WHAT THE TASK REQUIRES >> Show every line below where "hood" appears.

RECORDS SUPPLIED >>

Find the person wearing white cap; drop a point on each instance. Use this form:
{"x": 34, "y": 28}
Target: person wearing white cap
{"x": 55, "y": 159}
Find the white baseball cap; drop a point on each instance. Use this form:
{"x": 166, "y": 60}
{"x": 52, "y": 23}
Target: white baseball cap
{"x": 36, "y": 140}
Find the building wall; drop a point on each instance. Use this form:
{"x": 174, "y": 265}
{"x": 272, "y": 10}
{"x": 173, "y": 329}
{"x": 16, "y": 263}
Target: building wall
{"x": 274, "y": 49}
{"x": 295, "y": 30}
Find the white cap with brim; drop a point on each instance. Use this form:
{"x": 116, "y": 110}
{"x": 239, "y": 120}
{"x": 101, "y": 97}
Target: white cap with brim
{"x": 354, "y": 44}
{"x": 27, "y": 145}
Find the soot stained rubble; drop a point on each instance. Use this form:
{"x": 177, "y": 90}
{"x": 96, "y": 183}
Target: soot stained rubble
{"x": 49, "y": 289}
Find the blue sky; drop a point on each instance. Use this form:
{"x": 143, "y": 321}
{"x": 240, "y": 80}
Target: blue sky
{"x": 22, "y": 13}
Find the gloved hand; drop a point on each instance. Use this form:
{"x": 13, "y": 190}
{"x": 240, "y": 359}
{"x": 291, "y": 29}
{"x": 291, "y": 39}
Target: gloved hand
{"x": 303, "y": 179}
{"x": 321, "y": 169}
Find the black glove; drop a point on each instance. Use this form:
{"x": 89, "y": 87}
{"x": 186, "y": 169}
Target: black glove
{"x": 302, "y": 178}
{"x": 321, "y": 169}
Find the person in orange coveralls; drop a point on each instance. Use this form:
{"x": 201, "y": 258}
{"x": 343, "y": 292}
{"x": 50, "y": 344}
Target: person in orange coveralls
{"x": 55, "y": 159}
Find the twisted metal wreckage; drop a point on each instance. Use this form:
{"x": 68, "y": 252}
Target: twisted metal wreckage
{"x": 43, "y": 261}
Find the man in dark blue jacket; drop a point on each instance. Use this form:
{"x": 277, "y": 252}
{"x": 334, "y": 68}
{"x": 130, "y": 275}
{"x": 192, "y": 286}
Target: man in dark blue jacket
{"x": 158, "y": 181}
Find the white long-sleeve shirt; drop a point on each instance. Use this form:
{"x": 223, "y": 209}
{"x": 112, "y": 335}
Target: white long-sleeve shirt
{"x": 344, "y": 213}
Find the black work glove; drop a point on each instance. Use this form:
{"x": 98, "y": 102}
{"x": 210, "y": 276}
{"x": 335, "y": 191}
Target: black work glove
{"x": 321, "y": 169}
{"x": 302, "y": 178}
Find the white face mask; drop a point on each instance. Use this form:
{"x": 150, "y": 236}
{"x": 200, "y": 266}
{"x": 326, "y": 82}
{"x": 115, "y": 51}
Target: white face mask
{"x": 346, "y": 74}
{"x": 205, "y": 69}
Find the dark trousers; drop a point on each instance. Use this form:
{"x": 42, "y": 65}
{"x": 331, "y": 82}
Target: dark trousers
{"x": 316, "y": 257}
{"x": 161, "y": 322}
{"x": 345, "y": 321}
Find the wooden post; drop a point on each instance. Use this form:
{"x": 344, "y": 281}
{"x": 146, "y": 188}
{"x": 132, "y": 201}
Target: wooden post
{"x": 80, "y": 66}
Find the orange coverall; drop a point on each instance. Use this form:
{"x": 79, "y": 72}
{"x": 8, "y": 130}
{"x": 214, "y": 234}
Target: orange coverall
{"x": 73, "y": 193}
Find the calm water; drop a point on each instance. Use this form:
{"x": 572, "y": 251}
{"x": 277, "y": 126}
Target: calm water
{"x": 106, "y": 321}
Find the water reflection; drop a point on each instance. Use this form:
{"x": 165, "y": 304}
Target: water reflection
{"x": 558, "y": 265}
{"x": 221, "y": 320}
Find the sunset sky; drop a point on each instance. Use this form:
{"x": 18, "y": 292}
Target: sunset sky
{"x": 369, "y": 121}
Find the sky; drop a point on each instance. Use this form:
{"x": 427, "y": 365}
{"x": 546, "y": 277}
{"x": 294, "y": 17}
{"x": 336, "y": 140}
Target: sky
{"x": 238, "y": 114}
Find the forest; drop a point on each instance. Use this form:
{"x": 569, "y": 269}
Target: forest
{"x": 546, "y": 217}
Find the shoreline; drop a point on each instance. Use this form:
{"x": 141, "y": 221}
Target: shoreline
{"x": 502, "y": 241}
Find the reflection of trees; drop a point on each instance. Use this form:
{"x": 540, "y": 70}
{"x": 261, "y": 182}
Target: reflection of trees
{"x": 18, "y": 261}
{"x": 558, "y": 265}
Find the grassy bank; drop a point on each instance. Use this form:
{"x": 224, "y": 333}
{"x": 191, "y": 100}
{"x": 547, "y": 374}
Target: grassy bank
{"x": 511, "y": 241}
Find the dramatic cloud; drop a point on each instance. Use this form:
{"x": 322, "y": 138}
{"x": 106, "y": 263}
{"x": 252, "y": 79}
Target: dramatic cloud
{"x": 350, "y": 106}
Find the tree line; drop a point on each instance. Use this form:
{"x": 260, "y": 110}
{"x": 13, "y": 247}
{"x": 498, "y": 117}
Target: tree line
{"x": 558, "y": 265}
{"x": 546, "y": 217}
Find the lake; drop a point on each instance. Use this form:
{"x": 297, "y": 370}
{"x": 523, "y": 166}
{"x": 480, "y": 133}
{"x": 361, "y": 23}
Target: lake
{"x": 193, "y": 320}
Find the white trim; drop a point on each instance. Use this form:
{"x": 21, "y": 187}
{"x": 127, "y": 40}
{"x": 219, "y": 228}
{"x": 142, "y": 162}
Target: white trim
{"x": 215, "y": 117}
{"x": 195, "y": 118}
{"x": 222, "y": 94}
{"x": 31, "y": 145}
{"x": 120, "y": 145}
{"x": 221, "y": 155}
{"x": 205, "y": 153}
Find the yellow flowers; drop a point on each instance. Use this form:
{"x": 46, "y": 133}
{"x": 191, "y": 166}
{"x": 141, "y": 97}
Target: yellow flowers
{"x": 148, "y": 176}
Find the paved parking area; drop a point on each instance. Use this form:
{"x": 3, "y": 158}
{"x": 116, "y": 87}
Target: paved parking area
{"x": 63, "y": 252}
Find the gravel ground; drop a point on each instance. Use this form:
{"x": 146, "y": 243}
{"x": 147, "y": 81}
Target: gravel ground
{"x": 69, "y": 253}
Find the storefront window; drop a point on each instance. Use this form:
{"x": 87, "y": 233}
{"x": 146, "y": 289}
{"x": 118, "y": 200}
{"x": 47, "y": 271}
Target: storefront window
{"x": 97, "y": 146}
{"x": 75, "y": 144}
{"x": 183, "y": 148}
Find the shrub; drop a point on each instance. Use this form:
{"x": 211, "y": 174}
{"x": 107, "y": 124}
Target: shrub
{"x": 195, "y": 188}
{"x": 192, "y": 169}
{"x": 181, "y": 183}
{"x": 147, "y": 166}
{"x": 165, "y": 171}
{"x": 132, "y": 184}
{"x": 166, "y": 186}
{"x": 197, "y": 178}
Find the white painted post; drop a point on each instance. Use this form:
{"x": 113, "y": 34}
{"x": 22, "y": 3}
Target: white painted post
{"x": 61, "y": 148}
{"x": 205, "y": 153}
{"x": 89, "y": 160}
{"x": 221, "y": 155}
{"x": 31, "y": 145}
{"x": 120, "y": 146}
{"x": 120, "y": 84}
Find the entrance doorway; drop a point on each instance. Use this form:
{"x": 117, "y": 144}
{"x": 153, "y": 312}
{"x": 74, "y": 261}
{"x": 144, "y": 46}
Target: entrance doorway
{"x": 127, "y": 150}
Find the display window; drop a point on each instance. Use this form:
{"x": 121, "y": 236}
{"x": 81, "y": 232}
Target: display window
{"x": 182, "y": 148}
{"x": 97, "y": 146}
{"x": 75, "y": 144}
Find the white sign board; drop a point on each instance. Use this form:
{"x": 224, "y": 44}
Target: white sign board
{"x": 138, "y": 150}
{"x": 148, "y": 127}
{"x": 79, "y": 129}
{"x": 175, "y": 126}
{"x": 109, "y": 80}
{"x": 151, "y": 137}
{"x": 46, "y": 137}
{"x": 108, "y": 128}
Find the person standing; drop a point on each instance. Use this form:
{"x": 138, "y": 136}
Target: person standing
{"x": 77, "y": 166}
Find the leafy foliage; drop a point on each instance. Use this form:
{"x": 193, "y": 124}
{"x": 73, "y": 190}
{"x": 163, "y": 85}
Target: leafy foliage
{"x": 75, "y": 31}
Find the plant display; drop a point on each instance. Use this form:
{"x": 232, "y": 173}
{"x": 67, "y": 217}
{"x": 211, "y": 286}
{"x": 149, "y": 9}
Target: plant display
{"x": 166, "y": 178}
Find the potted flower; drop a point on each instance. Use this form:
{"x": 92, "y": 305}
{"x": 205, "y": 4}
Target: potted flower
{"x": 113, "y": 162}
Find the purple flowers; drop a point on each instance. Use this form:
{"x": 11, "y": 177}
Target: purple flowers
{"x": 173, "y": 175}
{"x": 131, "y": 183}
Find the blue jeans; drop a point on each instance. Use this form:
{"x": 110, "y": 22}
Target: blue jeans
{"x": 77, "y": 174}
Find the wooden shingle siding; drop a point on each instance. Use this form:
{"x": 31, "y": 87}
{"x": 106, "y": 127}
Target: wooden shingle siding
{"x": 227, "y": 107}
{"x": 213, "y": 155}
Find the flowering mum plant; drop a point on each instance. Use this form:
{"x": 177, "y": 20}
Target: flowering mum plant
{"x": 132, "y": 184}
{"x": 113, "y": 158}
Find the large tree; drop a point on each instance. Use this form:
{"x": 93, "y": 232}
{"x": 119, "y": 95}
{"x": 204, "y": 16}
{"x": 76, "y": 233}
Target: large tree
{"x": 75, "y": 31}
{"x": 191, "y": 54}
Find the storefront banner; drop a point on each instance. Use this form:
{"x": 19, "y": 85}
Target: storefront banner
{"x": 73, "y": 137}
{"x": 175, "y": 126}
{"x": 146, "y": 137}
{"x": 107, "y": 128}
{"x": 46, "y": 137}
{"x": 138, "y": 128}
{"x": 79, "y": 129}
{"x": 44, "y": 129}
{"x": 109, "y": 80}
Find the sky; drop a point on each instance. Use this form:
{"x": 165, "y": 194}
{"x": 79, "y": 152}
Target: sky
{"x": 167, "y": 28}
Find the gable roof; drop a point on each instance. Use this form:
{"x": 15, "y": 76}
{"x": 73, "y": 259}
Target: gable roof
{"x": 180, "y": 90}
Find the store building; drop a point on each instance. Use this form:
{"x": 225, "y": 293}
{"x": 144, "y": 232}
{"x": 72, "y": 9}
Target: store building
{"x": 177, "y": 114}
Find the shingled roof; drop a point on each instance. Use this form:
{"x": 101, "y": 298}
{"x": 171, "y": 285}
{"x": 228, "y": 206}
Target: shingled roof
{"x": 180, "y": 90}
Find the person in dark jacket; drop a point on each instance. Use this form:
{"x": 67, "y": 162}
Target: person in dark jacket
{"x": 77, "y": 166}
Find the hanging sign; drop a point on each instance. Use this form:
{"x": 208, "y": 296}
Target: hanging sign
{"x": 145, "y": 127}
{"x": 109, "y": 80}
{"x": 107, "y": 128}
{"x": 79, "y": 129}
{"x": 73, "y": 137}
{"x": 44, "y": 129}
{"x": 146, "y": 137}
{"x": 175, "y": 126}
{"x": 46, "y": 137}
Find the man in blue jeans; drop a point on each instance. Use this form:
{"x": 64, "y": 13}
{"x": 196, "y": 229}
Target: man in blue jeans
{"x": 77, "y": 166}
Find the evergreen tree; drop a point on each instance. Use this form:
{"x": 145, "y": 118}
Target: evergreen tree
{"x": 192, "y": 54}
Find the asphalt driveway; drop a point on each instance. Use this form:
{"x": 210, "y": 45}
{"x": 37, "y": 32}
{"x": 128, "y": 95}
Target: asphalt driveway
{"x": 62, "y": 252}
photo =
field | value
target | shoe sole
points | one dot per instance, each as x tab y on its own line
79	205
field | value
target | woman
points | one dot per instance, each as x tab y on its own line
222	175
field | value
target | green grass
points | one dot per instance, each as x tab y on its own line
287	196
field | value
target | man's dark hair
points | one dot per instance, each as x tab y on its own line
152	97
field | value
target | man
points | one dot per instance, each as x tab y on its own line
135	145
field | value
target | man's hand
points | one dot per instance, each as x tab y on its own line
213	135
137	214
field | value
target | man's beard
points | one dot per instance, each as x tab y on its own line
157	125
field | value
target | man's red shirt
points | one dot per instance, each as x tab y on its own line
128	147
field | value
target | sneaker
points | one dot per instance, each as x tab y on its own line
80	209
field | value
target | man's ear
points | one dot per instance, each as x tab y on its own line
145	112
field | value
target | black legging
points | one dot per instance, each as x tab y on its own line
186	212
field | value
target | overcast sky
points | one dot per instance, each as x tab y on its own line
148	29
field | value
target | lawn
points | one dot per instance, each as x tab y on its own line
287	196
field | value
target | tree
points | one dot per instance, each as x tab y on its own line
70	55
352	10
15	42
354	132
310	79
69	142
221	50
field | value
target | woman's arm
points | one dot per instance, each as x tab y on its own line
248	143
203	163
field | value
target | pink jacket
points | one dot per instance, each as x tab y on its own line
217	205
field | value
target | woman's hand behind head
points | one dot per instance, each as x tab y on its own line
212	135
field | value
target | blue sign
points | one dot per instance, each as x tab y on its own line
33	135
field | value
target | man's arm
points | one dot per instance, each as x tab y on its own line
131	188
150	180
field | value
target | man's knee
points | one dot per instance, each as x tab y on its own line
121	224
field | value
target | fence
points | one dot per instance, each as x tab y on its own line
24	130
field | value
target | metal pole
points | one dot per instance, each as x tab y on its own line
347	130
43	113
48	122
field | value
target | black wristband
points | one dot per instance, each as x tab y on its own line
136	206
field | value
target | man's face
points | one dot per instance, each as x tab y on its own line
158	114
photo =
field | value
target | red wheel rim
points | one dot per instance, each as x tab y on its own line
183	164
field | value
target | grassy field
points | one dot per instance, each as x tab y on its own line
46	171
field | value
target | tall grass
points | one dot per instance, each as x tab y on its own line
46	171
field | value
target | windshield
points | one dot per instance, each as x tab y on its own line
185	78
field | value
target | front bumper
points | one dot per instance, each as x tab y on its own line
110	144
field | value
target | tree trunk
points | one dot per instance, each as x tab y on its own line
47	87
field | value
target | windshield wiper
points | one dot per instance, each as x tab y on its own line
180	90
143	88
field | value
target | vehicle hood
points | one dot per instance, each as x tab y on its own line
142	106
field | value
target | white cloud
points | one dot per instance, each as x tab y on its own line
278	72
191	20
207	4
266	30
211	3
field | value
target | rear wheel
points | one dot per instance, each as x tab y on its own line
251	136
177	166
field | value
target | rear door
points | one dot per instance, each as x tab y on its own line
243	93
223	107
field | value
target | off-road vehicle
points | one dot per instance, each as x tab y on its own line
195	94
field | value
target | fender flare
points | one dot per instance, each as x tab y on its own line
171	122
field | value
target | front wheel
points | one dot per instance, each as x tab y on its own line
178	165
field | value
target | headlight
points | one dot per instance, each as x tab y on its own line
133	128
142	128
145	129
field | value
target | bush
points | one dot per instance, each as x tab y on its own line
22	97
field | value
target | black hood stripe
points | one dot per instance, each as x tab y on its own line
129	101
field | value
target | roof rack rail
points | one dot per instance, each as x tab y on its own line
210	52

RESULT BELOW >>
target | vehicle hood
target | black hood stripe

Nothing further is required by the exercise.